Task brief —
Repeat the lines of data below word for word, beginning with the line that contains "point: large boulder" and continuing through the line that contains "column 327, row 63".

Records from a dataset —

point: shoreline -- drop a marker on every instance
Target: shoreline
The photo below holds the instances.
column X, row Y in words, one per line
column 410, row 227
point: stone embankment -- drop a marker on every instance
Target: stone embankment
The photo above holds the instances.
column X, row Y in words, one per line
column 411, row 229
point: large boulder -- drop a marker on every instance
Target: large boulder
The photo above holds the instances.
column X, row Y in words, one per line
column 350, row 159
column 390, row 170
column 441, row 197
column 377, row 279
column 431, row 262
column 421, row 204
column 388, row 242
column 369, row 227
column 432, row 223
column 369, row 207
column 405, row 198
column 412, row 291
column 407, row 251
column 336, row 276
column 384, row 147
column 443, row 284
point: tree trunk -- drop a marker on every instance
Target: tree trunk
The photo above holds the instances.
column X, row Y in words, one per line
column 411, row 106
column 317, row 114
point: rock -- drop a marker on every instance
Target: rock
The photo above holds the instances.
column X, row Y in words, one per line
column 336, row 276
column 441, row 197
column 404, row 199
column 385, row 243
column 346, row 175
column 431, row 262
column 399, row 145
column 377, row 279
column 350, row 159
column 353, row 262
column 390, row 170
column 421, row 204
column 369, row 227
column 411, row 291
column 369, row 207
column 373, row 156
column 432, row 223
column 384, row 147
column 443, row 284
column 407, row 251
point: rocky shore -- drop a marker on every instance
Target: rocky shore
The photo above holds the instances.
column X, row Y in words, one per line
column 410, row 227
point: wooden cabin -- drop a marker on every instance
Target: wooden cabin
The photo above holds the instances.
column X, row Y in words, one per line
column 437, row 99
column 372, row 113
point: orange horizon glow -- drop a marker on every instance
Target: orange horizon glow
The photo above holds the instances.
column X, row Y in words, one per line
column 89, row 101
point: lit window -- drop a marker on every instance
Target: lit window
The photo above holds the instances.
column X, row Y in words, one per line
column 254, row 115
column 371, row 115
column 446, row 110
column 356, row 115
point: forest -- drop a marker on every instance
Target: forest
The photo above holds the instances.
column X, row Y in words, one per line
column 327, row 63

...

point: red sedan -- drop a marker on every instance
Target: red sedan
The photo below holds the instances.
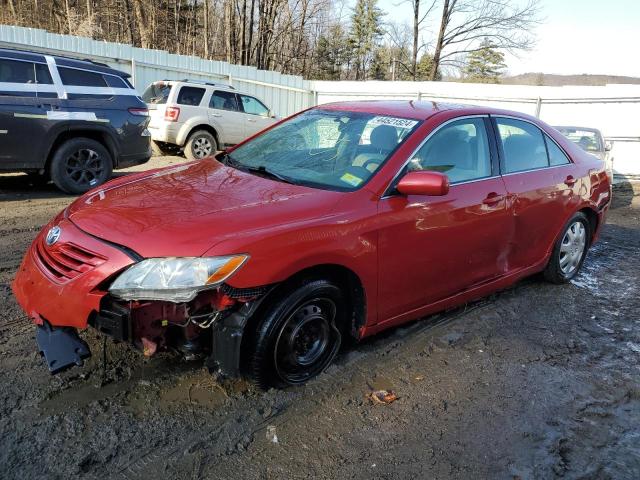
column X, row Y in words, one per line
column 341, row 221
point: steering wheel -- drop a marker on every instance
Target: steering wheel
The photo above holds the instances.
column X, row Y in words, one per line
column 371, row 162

--

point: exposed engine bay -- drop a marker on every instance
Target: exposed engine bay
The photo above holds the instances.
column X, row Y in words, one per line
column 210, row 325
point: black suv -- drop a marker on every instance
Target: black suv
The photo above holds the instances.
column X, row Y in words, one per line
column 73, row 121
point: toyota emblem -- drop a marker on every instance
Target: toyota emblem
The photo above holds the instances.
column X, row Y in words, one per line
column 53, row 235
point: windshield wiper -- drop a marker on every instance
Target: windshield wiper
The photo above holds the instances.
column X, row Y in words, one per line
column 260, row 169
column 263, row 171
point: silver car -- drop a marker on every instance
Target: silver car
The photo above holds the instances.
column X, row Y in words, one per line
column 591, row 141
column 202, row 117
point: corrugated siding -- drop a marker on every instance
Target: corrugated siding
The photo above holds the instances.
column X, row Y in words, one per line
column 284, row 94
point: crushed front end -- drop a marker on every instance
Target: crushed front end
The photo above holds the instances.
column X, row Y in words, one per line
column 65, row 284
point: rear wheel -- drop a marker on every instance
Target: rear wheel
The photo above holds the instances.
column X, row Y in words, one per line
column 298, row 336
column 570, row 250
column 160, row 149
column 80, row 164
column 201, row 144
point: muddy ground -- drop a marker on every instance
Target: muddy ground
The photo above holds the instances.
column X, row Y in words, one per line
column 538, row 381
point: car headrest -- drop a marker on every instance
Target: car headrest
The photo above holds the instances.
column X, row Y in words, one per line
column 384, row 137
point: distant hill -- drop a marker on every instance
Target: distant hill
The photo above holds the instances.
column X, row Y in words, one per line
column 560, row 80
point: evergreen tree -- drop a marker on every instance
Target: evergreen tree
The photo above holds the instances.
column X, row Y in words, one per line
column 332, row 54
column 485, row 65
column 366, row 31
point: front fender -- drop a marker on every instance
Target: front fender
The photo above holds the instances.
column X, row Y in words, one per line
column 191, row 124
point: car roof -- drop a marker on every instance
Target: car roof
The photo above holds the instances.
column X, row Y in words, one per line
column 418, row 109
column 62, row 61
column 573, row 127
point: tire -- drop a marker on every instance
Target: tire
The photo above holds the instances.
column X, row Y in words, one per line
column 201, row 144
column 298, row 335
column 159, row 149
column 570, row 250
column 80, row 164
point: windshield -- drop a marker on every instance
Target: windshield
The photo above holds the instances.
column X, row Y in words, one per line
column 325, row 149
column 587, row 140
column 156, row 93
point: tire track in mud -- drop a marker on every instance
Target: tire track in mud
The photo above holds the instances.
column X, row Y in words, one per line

Output —
point: large boulder -- drop a marker on every instance
Target: large boulder
The photo above holds the instances.
column X, row Y in words, one per line
column 350, row 159
column 390, row 170
column 441, row 197
column 377, row 279
column 431, row 262
column 421, row 204
column 388, row 242
column 369, row 227
column 432, row 223
column 369, row 207
column 405, row 198
column 412, row 291
column 407, row 251
column 336, row 276
column 384, row 147
column 443, row 284
point: tree trunk -- drop a marker on every instance
Target: tree trunk
The photo above holds the instances.
column X, row Y in words, one per line
column 411, row 106
column 317, row 114
point: rock -- drop a marker on every instance
Target: rock
The photo above holds the instances.
column X, row Y in words, one per line
column 336, row 276
column 441, row 197
column 404, row 199
column 385, row 243
column 346, row 175
column 431, row 262
column 399, row 145
column 377, row 279
column 350, row 159
column 353, row 262
column 390, row 170
column 421, row 204
column 369, row 227
column 411, row 291
column 369, row 207
column 373, row 156
column 432, row 223
column 384, row 147
column 443, row 284
column 407, row 251
point: rocky shore -- drop a marker on every instance
Target: rocky shore
The photo above holds the instances.
column X, row Y in words, one per line
column 410, row 227
point: wooden cabin -- drop a marker on every instance
Target: wooden cabin
The photo above holds the instances.
column X, row Y in words, one per line
column 437, row 99
column 372, row 113
point: orange horizon glow -- drop a marker on every instance
Target: orange horizon glow
The photo above holds the instances.
column X, row Y in words, one per line
column 89, row 101
point: lit window -- drop a marker on every instance
Target: lit window
The photo above holds the instances.
column X, row Y in words, one per line
column 254, row 115
column 371, row 115
column 446, row 110
column 356, row 115
point: forest -- drop a marker on every instance
Target: forest
The photo above holds the instances.
column X, row Y in words, one per line
column 327, row 63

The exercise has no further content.